Source records

-=-=-=-=-

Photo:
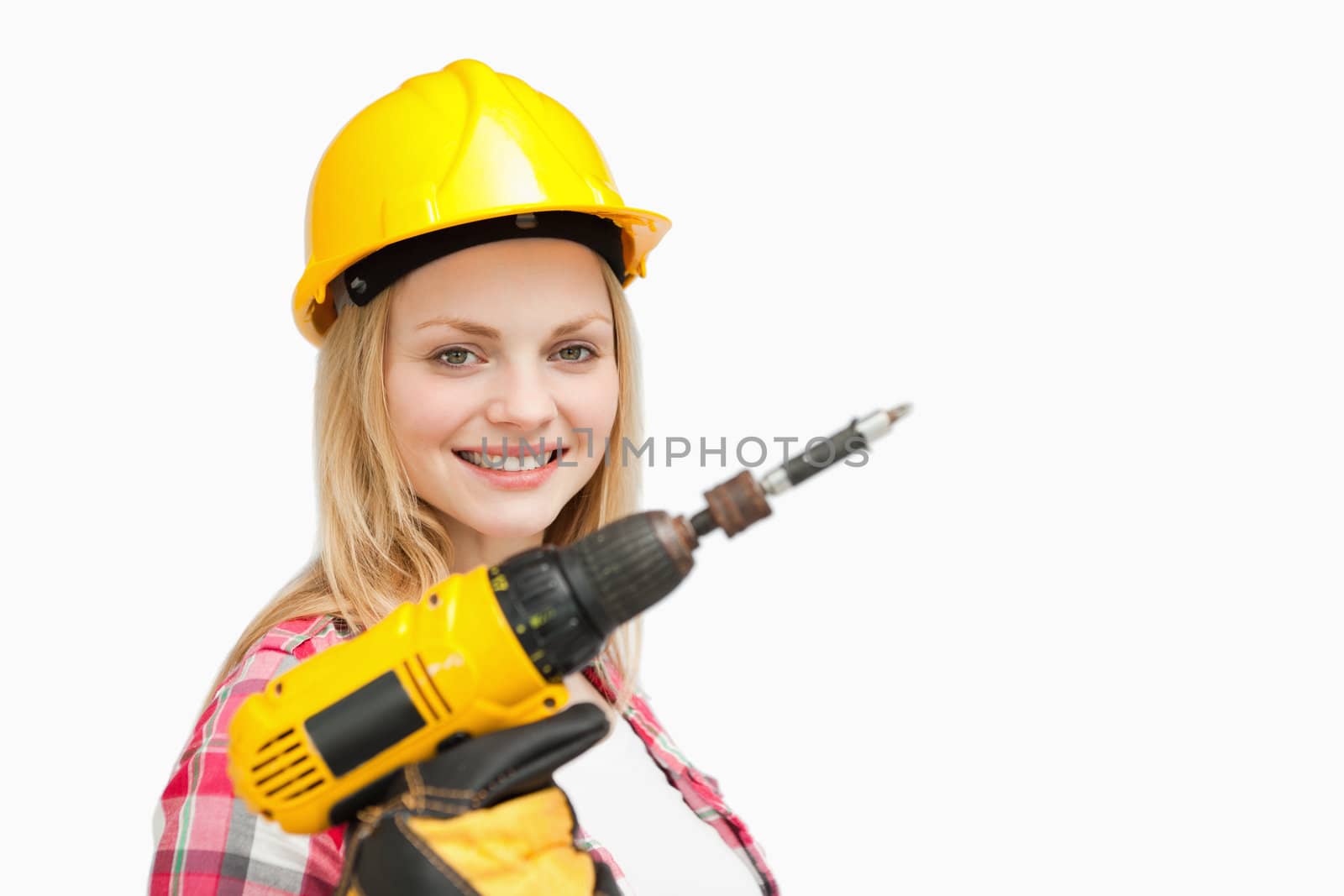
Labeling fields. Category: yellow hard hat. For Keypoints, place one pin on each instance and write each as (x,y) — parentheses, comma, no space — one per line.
(460,147)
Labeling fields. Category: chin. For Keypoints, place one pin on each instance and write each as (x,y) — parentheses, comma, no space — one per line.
(511,523)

-=-=-=-=-

Work item
This exercise calls for the lines from the one holding "Labeling fields. Category: yellow" through the end of the entries, transcribed exactly and with nothing more.

Response to this task
Labeling fields. Category: yellow hard hat. For Keypoints, place one pin on each instance and write each as (x,y) — parentheses, comma, no space — one per line.
(460,147)
Labeling fields. Category: chin. For Keypoints, place one pin on each instance and write each as (x,y) — parentheses, comma, no space — one per line.
(511,523)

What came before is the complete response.